[TEXT ZUM LESEN]
□ □ □ □ □ □ □

Bei Frith dagegen ist das Artistische seines Spiels mit Mühe überhaupt wahrzunehmen. Die Gitarre meist auf den Knien plaziert (wie eine Pedal steel guitar), befragt er sie nach Klängen, von denen sie eigentlich nicht wissen kann. Die Saiten sind gar nicht mehr die Materialisation einer (zumindest potentiell) geschriebenen Musik, sondern ein Medium in der Nähe des Tonabnehmers. Wenn Frith zum Beispiel die Saiten durch Auflegen einer Bürste mittig teilt, dringt das Spiel über die schwere Box im Rücken des Musikers zum Publikum durch wie ein kaum verständlicher Piratensender, zu dem Frith und nur er den unsichtbaren Draht besitzt. Es ist dann immer schwerer zu unterscheiden, was man wirklich „hört“ (was gesendet wird) und was man sich hilfsweise dazudenkt.

□ □ □ □ □ □ □

Datensätze mit Positionsannotationen

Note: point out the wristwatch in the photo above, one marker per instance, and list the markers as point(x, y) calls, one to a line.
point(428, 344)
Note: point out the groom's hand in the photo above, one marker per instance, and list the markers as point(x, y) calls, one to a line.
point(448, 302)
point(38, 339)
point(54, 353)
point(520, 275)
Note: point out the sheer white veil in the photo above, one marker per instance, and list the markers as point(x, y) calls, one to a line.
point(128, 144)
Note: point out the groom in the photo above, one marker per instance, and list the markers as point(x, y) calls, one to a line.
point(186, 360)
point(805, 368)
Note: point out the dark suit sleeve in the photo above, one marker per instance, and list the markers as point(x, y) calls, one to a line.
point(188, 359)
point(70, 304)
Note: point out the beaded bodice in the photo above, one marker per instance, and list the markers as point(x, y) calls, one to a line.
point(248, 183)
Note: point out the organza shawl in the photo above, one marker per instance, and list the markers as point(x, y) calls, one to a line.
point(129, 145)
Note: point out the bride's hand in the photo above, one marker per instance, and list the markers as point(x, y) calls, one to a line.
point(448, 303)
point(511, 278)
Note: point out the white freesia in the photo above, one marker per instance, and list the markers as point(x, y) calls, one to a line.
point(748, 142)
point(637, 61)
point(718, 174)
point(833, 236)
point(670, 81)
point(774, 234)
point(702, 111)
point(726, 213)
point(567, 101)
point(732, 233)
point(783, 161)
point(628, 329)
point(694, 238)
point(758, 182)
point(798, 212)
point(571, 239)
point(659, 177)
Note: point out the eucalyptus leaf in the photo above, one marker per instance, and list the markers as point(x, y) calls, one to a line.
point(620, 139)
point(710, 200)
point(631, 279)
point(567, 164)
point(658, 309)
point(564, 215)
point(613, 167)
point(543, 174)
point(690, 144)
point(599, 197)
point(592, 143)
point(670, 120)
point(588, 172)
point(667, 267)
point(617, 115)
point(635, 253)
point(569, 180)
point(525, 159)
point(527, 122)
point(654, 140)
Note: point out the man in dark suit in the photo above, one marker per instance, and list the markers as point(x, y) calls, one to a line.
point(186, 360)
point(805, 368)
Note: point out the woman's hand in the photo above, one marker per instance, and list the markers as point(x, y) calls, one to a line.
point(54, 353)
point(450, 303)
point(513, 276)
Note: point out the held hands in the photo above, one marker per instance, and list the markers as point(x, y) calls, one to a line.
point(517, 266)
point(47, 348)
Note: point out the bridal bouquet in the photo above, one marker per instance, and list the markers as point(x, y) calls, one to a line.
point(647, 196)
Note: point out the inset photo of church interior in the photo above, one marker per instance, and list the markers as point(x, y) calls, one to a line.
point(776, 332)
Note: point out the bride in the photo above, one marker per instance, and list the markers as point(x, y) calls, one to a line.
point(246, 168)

□ □ □ □ □ □ □

[AUFGABEN UND ÜBUNGEN]
• a. Beantworte zum Text über Friths Gitarrenspiel diese Fragen und kennzeichne die Antworten ebenso mit (i), (ii) und (iii):
(i) Wo plaziert Frith die Gitarre meist?
(ii) Wodurch teilt Frith die Saiten zum Beispiel mittig?
(iii) Womit wird das Spiel verglichen, das über die Box zum Publikum durchdringt?
• b. Führe den Text über Friths Gitarrenspiel nach seinem letzten Satz weiter.
Die Einträge haben mit dem Text über Friths Gitarrenspiel nichts zu tun.

[ANTWORTEN JE AUFGABE]
• a.
(i) Auf den Knien, wie eine Pedal steel guitar.
(ii) Durch Auflegen einer Bürste.
(iii) Mit einem kaum verständlichen Piratensender, zu dem nur Frith den unsichtbaren Draht besitzt.

• b.
Es klingt beileibe nicht alles gut, was da von der Bühne kommt; gezielte Störungen dominierender Strukturen, technische Selbstläufer und tatsächliche Mißverständnisse im Zusammenspiel – dem, ohne jegliche Probe, ausschließlich der Soundcheck vorausgegangen ist – sind schwer zu trennen. Der spaßige Anteil dieser Musik wird vom Publikum sofort verstanden, was den abstrakteren Teil der Duo-Leistung etwas zu stark in den Hintergrund treten läßt. Einige wenige Männer im Kieler Publikum reagieren auf die implizite Forderung nach Konzentration mit lautem Übermut, unzeitigem Applaus und Gejohle, was die Musikanten zwingt, eher in der Reserve zu bleiben.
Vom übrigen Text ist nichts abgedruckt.